A finales de febrero, Cienfuegos volvió a ajustarse el cinturón ante la inminencia de un rebrote de COVID-19. El cierre de los comercios a las dos de la tarde, el regreso de los alumnos a las clases en el hogar y la restricción de movilidad entre las siete de la noche y las cinco de la mañana fueron parte de la estrategia para volver a frenar el coronavirus.
Pero ha habido relajación social y confianza infundada entre los que consideran que aprender a vivir con la enfermedad es ignorar el contagio y sus consecuencias. Así, la limitación de movimiento ya no la interpretan como permanecer en los predios del hogar.
Las cuadras están más animadas que nunca. Los abuelos ponen sus sillones en las aceras, y con el fresco en el rostro (sin que medie el nasobuco) esperan la tarde-noche al son del balance.
En los barrios más distantes del centro de la ciudad la actividad física al aire libre no ha cesado, a pesar de estar explícitamente prohibida. Lo peor es que la practican niños, adolescentes y jóvenes en ligas improvisadas de fútbol y béisbol con anuencia de los padres, y hasta de las organizaciones de masas de la comunidad.
Contemos también entre estos comportamientos absurdos el dominó de esquina, con sus cuatro jugadores y el tumulto de curiosos; la botella compartida para animar las datas y las tertulias de madrugada en las aceras, con el nasobuco en la barbilla o colgando de una oreja, metido en el bolsillo o como molino alrededor de un dedo.
***
#### Actividades propuestas
- 1) Responde a partir del texto sobre Cienfuegos:
(a) ¿A qué hora debían cerrar los comercios según la estrategia de finales de febrero?
(b) ¿Dónde colocan los abuelos sus sillones?
(c) ¿Cuántos jugadores tiene el dominó de esquina?
- 2) Prosigue el texto sobre el rebrote de COVID-19 en Cienfuegos a partir de su última oración.
Los registros provienen de una fuente distinta a la del texto sobre Cienfuegos.

[Registros almacenados]
***
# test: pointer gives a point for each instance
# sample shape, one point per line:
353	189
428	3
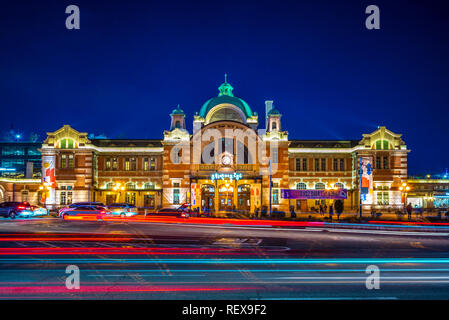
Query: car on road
78	204
33	211
12	209
181	212
88	210
122	209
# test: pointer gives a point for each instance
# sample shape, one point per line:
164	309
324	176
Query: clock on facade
226	160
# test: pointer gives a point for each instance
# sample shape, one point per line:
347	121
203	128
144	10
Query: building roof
178	110
127	143
225	95
323	143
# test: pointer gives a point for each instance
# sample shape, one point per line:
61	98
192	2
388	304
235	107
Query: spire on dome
226	89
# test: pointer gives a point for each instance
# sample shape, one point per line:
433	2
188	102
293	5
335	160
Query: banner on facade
314	194
366	188
48	176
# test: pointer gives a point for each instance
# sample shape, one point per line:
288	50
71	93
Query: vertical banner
366	189
195	194
48	176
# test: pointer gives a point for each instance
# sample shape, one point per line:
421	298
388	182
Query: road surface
157	260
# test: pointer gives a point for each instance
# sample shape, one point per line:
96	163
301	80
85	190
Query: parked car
122	209
34	211
93	210
78	204
181	212
13	208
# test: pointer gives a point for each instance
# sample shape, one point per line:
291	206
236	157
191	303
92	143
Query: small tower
178	119
274	120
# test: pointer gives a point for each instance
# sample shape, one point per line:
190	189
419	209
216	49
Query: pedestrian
409	211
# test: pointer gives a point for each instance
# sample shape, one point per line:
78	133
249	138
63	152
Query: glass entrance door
244	197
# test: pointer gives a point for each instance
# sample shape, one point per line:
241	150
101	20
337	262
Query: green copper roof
225	95
274	112
177	111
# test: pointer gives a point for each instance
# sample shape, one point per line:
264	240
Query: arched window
110	185
25	195
67	144
149	185
382	145
320	186
301	186
130	186
339	185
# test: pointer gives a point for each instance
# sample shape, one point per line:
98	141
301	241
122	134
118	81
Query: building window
130	198
146	164
25	195
385	163
70	161
339	185
301	186
149	186
176	193
64	161
320	186
378	163
13	151
67	144
176	155
383	198
65	197
130	186
275	196
274	155
133	164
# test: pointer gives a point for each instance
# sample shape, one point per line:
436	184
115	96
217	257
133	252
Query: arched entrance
225	197
207	198
244	197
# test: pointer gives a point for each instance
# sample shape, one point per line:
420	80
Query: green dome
274	112
225	95
177	111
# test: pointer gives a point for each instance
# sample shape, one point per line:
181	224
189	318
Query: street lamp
45	188
118	187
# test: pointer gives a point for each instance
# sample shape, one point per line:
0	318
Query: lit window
320	186
63	161
301	186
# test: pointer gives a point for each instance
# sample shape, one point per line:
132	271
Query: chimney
268	107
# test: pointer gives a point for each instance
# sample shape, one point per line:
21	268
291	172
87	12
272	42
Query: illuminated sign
314	194
223	176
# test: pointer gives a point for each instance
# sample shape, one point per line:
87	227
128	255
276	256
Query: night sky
132	62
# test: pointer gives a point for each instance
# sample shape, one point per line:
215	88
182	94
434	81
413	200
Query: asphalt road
152	260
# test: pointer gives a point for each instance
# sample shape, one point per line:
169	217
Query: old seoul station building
225	164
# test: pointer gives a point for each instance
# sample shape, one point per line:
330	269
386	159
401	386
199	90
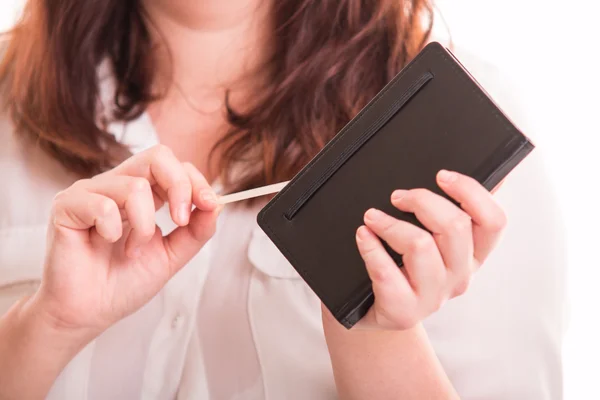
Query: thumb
184	242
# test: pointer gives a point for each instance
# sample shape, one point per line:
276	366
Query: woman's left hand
437	266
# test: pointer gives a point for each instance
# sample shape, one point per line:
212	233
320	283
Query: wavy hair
330	58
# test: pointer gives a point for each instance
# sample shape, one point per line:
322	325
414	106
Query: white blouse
239	323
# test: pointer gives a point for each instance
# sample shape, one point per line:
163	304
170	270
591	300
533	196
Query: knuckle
419	193
59	198
462	285
460	223
421	243
81	183
147	231
138	185
107	207
498	222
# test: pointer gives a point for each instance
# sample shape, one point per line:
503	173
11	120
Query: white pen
252	193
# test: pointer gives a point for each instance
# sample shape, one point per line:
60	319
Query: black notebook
433	115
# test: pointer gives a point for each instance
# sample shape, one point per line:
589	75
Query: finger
159	165
488	217
184	242
135	197
80	211
422	259
203	196
394	297
451	228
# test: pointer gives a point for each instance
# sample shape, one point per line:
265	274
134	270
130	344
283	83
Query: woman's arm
373	364
93	254
388	355
34	349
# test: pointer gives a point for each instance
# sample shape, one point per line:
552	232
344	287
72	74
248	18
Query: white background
550	50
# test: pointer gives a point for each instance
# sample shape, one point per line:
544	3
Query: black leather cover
432	115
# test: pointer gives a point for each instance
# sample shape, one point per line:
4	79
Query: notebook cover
433	115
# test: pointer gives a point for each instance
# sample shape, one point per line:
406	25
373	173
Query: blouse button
176	321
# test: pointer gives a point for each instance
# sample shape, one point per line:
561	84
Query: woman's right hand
106	257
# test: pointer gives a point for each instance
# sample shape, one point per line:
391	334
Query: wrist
36	318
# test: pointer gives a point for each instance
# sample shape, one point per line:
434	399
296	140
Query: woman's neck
202	49
206	44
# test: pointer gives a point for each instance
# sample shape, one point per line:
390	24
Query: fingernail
183	213
362	233
446	176
397	195
374	215
208	197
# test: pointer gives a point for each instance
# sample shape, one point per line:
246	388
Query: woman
240	94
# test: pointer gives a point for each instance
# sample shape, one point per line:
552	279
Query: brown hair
330	58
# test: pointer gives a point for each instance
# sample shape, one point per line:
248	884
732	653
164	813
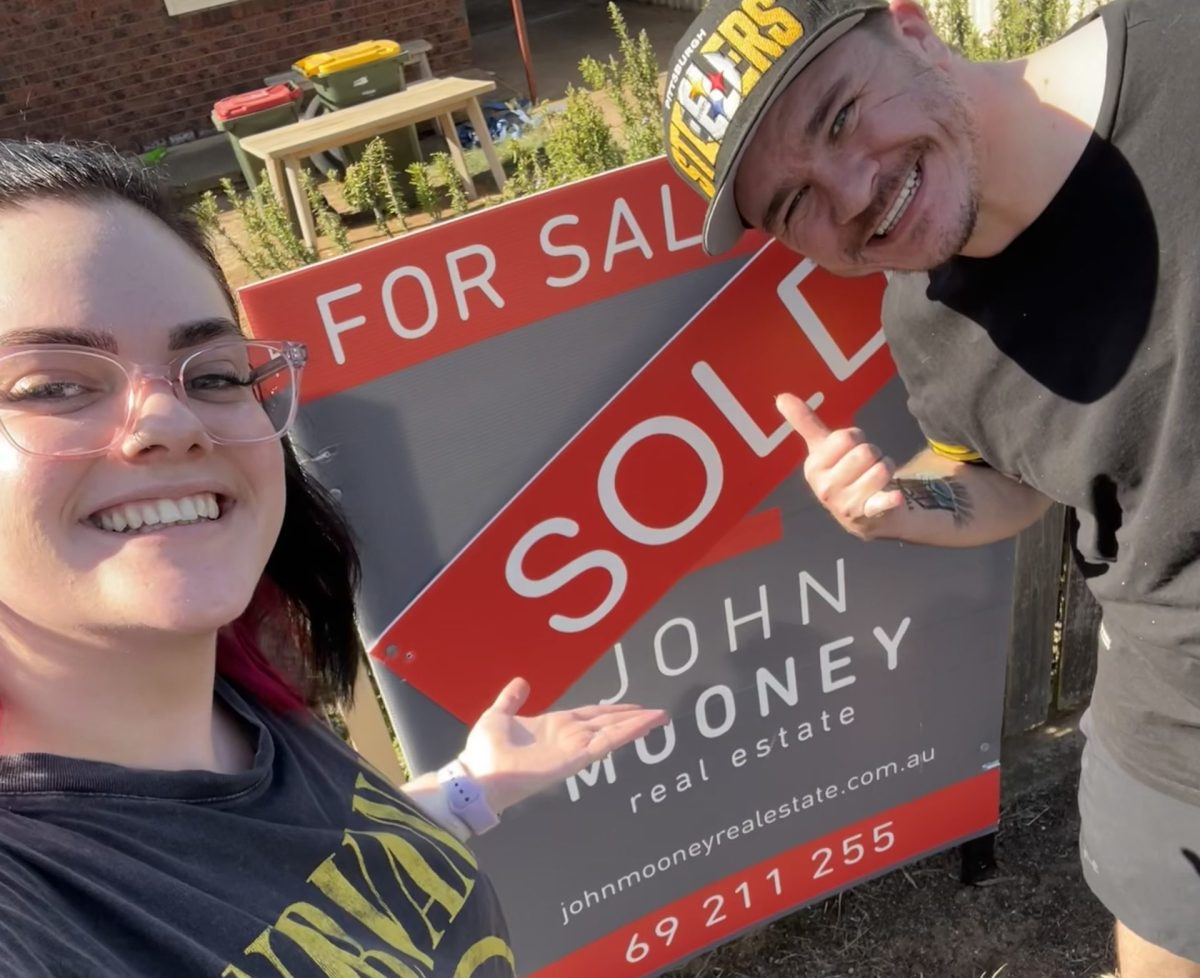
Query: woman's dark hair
300	622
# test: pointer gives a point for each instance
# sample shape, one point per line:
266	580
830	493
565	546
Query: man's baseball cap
735	60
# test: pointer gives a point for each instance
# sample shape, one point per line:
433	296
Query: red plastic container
250	102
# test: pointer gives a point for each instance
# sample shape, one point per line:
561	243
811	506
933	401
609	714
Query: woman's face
111	274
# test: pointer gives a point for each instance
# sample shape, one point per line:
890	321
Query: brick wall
126	72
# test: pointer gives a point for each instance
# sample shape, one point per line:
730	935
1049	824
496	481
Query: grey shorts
1140	851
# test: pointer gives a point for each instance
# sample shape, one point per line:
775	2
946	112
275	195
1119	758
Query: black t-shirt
1072	361
306	865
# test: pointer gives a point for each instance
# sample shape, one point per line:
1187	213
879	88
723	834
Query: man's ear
912	27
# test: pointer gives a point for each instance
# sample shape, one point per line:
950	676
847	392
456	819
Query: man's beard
940	99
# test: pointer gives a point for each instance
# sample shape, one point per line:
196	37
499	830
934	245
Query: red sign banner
571	563
371	313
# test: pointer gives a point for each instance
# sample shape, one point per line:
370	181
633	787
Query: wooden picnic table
285	149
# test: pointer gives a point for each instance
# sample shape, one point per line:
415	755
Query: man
1043	220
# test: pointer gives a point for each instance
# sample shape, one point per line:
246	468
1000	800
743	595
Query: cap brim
723	221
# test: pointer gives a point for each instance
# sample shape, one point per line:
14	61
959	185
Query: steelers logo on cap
709	94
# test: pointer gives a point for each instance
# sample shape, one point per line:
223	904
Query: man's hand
850	477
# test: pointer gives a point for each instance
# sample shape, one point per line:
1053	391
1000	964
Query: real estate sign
552	425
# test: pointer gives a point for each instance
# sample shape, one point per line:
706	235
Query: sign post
552	426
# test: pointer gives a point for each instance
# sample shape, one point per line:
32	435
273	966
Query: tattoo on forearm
927	492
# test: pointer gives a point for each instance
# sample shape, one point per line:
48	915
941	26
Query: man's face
868	161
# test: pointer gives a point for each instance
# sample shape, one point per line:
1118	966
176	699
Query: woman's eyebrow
181	336
66	335
202	330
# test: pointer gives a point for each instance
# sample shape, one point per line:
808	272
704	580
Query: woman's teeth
901	203
157	514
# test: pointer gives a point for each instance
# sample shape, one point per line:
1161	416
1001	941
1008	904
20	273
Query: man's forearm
957	504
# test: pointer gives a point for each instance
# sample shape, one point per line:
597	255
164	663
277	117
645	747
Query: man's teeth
153	514
901	203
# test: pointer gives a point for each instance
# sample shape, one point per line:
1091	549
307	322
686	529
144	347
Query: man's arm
931	499
957	504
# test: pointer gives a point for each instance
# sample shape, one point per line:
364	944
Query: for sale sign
552	425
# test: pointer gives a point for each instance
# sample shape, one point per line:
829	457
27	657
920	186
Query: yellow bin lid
343	59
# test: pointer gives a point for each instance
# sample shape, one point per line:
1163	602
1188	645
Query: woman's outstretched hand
516	756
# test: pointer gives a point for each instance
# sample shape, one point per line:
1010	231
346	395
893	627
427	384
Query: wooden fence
1051	657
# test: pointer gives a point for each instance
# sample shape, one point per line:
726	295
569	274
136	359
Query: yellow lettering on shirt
484	951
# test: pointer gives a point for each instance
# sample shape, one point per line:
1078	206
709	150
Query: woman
167	804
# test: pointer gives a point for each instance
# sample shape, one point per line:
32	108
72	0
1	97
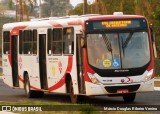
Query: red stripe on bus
56	24
62	81
30	85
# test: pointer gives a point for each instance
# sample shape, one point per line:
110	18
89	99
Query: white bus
81	55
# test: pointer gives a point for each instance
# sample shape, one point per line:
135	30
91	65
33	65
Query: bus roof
65	21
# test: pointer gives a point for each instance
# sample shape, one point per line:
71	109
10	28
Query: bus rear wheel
129	97
31	93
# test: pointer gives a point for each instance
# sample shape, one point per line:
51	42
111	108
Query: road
13	95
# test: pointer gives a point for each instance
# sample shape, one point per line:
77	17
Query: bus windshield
121	50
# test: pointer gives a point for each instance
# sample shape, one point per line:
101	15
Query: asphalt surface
13	95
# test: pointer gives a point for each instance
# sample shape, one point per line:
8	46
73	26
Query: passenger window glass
6	42
57	41
68	40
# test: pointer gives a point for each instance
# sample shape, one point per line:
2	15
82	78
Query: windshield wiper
127	40
107	42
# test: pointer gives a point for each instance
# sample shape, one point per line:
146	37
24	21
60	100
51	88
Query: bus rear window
6	42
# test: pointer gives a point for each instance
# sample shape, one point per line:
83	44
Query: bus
86	55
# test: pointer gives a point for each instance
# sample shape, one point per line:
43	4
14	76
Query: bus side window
6	42
35	42
27	42
20	41
57	41
68	40
49	40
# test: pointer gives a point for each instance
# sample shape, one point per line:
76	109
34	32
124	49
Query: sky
75	2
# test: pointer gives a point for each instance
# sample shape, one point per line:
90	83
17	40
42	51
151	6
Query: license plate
122	91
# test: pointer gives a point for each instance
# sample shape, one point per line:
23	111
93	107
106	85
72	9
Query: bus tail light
149	75
93	78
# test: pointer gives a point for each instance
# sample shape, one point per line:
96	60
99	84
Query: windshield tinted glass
107	51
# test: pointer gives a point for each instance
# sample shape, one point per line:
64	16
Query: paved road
9	94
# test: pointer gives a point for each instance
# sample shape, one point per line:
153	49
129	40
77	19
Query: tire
73	98
129	97
31	93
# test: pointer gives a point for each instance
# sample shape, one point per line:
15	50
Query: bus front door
42	61
80	67
14	58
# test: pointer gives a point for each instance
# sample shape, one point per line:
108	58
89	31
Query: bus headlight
149	75
93	78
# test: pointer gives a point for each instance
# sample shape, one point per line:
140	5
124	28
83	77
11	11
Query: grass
157	83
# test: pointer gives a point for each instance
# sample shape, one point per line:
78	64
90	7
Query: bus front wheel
31	93
129	97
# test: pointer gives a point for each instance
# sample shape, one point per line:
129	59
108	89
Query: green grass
157	83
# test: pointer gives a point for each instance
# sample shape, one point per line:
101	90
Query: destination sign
112	24
116	24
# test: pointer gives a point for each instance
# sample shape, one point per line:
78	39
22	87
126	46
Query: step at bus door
80	71
14	55
42	61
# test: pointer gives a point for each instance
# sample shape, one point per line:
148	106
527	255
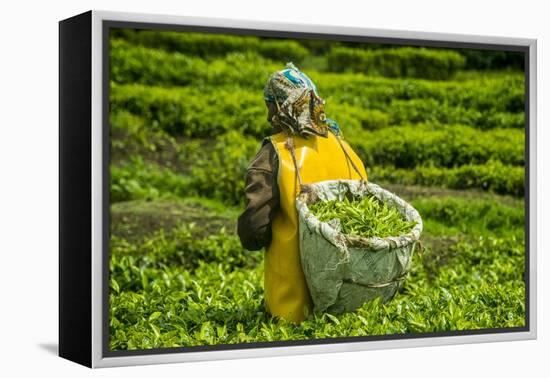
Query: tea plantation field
441	128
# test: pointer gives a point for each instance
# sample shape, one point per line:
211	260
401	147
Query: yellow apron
318	159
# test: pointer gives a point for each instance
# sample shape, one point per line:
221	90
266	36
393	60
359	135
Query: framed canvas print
234	189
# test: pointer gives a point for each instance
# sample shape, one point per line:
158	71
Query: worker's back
319	159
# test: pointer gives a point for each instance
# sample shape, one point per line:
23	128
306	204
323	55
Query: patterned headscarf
300	110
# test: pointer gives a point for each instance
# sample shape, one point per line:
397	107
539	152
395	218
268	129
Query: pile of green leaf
367	217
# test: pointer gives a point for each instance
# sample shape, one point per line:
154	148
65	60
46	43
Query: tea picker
311	265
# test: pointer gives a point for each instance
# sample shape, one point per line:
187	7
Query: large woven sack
345	271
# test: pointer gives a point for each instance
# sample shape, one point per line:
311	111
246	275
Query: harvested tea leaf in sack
367	217
356	242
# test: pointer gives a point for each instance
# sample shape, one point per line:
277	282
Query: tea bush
207	45
187	117
442	146
492	176
161	297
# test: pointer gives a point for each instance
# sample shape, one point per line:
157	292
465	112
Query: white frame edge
97	204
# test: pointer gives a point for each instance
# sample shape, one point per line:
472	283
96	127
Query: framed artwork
233	189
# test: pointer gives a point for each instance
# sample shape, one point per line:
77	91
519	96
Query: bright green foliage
366	217
397	62
492	176
193	112
207	45
441	146
175	289
187	117
138	64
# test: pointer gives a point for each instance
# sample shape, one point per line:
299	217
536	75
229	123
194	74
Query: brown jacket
262	199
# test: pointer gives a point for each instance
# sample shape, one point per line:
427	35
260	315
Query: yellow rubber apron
318	159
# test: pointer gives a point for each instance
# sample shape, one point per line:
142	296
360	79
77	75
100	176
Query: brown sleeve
262	199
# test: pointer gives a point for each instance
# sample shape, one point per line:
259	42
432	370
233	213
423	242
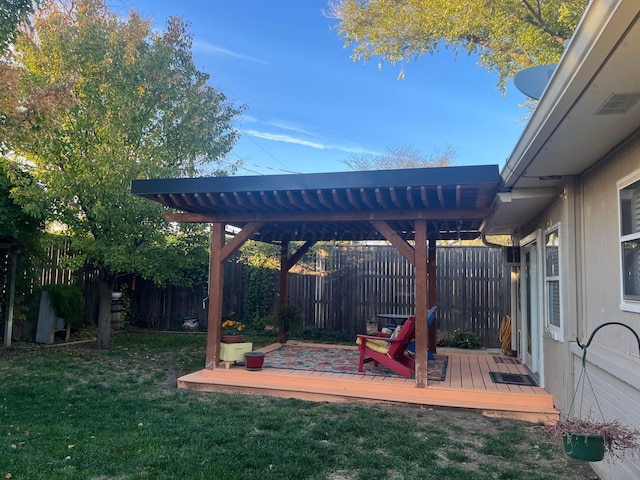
***
#### Solucionario
- 1)
(a) A las dos de la tarde.
(b) En las aceras.
(c) Cuatro.

- 2)
Esto acontece a diario en Cienfuegos, y bien puede ser el caso de cualquier punto del territorio nacional. Parece que las cifras todavía no pesan lo suficiente. En un año de pandemia, solo en la Perla del Sur más de un centenar de niños han padecido la enfermedad.
La contraparte de esta historia corresponde al personal de Salud, que sigue en riesgo constante por salvar a los mismos que jugaron a la ruleta rusa en la calle. También en los jóvenes voluntarios en centros de aislamiento, y los que levantan la agricultura por la soberanía alimentaria que se necesita en estos tiempos.
Este no es un discurso que por repetido pierda valor. Es una realidad que merece ser contada a gritos, traducida para los pequeños que no son conscientes del peligro invisible del virus, para los padres que ceden ante la fatiga pandémica y para los adultos que han dejado de creer, aunque el millar de contagios los golpee en la cara cada jornada.
Esta pandemia tiene altos costos para nuestro caimán cercado por el bloqueo. Solo en Cienfuegos el enfrentamiento a la enfermedad y la atención a sospechosos, contactos y casos confirmados requirió más de 31 millones de pesos en el primer trimestre de este año, que tal vez no duelen en el bolsillo del pueblo, porque esa atención la reciben gratuita, pero pesa en el presupuesto estatal a costa de otras necesidades y crece al mismo ritmo en que estamos siendo tan imprudentes.
Entonces, ¿quién mueve ese dominó indolente, en el que solo gana el virus a costa de lo que es de todos? ¿Qué esperamos para plantarnos si el único modo de ganarle esta data es dejar de prestarnos para su macabro juego?